» RECORDED DATA
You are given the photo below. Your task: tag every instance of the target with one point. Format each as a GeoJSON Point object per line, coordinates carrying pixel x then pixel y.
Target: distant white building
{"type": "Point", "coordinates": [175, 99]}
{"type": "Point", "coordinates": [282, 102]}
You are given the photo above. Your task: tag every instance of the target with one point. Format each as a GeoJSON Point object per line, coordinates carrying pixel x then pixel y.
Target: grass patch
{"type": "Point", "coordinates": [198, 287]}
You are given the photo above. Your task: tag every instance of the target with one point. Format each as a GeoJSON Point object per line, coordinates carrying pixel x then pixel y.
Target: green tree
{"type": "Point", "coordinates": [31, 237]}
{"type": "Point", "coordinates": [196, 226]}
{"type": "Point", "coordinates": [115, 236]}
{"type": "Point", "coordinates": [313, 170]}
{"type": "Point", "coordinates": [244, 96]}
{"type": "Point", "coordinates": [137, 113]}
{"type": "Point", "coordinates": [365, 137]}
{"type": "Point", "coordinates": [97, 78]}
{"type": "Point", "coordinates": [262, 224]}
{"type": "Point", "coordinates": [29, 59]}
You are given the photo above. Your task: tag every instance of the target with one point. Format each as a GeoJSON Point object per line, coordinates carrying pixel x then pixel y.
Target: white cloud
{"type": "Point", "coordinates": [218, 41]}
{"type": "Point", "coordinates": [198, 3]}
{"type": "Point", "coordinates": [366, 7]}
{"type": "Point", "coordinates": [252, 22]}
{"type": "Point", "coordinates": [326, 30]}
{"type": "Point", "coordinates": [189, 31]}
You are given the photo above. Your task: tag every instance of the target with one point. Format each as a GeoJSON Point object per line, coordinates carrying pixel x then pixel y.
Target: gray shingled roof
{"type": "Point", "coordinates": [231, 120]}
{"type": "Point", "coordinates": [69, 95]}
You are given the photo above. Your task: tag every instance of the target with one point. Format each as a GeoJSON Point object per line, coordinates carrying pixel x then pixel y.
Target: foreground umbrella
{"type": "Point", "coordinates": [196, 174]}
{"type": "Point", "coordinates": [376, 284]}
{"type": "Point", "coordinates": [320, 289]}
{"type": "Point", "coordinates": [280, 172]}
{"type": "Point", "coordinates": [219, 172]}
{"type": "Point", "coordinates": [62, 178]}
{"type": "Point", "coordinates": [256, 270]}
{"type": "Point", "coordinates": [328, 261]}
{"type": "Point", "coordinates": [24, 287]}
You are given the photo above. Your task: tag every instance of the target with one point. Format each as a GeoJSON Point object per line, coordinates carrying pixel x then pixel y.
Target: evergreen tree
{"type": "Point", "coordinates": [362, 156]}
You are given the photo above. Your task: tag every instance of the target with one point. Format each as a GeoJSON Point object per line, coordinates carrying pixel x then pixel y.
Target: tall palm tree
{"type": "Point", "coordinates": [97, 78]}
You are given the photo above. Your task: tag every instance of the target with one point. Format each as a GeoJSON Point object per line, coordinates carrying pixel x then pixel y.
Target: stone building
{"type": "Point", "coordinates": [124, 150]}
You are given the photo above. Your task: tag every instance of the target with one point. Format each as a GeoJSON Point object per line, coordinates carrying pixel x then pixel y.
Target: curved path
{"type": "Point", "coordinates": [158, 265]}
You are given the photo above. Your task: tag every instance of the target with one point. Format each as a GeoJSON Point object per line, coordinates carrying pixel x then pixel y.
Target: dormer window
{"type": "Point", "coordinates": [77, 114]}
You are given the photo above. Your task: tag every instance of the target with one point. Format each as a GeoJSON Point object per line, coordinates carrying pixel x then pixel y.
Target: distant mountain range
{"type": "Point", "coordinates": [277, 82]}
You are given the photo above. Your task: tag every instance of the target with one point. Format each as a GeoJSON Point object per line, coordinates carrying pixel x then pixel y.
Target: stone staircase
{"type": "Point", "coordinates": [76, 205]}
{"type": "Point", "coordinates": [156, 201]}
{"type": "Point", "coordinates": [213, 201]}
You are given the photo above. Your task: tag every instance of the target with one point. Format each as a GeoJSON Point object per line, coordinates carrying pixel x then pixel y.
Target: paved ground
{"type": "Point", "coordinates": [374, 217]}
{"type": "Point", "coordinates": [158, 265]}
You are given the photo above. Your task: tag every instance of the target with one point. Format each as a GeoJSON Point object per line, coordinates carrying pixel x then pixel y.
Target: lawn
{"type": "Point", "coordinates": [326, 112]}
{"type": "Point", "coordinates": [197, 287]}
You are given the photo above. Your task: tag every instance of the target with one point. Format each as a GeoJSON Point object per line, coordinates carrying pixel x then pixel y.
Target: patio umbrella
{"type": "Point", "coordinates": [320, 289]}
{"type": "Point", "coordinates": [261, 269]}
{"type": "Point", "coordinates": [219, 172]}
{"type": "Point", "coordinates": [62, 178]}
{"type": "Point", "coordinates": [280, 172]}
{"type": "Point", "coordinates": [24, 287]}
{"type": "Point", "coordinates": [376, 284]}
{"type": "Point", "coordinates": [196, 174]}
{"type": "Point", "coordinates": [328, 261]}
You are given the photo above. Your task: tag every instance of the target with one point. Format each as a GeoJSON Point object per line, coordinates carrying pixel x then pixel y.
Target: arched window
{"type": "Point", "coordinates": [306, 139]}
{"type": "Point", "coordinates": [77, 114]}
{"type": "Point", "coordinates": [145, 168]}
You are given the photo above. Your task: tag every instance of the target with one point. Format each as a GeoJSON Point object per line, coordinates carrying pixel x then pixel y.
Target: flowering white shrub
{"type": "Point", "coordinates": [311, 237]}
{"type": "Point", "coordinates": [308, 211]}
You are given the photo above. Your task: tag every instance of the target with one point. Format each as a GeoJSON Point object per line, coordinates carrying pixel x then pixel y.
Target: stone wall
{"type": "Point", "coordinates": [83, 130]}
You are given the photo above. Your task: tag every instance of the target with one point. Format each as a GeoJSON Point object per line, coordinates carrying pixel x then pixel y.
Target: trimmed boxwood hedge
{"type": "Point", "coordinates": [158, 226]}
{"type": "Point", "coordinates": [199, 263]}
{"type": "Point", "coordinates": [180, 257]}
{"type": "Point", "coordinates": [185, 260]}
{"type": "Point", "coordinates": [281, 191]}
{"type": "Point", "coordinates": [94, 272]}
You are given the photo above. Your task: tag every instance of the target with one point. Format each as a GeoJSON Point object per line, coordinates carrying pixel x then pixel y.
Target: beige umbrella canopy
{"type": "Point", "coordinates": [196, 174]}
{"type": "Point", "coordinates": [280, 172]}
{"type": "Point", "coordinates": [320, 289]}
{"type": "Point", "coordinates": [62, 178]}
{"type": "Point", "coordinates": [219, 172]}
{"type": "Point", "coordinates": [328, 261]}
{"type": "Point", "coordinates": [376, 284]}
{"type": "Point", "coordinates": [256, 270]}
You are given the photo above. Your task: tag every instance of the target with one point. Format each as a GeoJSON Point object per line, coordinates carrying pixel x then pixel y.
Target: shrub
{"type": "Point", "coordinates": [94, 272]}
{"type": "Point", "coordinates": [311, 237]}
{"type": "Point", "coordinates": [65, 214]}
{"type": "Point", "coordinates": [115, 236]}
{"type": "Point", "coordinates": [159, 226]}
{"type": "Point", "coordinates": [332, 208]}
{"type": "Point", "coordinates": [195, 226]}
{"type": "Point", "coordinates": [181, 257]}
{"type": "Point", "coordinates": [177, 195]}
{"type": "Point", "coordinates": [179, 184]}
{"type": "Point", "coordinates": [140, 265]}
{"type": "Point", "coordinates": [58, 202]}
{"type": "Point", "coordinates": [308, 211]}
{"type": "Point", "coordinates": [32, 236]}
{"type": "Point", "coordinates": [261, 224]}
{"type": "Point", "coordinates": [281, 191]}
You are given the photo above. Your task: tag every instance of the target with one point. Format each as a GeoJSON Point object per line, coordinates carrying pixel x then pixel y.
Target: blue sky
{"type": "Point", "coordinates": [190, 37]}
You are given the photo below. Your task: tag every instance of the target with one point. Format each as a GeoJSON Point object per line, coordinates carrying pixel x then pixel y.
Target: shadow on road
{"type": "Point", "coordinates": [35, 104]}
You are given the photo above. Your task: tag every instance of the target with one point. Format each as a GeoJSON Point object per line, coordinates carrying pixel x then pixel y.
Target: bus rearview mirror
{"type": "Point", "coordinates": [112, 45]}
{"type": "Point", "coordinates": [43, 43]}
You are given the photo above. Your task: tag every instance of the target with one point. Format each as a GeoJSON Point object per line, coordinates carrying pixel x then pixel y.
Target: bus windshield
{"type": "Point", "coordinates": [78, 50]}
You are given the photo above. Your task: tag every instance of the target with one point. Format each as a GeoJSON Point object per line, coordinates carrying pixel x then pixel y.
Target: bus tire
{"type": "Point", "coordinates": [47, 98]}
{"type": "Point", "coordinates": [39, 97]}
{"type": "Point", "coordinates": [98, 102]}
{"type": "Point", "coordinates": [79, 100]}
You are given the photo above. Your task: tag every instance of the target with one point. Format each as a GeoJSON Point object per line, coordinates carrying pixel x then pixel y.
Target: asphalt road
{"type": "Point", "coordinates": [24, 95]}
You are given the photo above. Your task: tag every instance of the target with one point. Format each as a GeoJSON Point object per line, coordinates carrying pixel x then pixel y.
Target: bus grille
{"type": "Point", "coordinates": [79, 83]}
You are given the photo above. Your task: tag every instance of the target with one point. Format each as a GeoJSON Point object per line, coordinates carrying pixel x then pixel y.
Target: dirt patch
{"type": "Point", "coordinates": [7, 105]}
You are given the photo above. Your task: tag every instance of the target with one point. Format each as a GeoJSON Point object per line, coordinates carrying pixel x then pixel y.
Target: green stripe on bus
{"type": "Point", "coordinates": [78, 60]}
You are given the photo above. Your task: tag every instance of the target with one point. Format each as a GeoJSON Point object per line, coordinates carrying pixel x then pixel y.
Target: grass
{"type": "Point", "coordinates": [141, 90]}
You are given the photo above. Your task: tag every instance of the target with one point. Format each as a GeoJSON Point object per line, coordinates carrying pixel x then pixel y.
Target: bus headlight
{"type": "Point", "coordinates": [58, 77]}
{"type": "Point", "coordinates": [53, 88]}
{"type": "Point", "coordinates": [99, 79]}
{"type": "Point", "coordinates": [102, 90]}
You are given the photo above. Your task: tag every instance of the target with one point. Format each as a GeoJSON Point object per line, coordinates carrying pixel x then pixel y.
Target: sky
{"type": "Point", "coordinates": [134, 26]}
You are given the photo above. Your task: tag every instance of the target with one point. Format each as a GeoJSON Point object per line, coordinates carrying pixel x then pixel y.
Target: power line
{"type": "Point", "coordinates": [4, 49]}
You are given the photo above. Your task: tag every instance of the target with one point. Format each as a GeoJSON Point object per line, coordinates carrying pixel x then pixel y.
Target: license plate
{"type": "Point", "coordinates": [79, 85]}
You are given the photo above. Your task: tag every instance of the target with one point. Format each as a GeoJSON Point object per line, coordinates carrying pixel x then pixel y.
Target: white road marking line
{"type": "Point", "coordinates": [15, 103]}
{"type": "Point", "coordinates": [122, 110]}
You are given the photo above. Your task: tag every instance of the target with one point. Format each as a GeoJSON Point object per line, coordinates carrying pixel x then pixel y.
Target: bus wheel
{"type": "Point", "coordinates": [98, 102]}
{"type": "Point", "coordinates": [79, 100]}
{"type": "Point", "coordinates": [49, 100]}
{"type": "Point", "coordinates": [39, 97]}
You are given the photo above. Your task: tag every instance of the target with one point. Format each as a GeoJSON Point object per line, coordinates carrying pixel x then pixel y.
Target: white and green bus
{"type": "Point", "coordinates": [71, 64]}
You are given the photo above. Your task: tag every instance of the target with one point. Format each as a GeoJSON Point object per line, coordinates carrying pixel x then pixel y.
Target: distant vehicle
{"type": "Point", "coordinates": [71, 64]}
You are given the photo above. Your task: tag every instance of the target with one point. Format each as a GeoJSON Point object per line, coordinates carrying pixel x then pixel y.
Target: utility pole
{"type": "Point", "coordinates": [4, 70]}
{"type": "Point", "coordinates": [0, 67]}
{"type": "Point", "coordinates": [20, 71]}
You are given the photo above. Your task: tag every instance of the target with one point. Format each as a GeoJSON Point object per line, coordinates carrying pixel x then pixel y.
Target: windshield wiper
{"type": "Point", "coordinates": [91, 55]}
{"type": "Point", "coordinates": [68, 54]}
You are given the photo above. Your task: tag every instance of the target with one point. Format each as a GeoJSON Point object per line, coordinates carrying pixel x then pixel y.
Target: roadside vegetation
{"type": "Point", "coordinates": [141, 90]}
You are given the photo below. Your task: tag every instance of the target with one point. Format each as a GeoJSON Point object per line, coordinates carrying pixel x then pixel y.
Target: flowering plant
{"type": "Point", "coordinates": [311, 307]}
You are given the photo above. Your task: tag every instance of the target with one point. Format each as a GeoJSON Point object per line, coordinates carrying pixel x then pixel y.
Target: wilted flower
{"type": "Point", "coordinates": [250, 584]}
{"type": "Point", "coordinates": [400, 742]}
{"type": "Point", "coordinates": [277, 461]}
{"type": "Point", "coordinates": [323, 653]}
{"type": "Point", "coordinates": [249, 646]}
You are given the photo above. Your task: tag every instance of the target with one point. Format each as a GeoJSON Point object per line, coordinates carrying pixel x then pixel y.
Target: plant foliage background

» TASK DIRECTIONS
Count how many lines of the records above contain the word "umbrella" and give only that number.

» SOLVED EXERCISE
3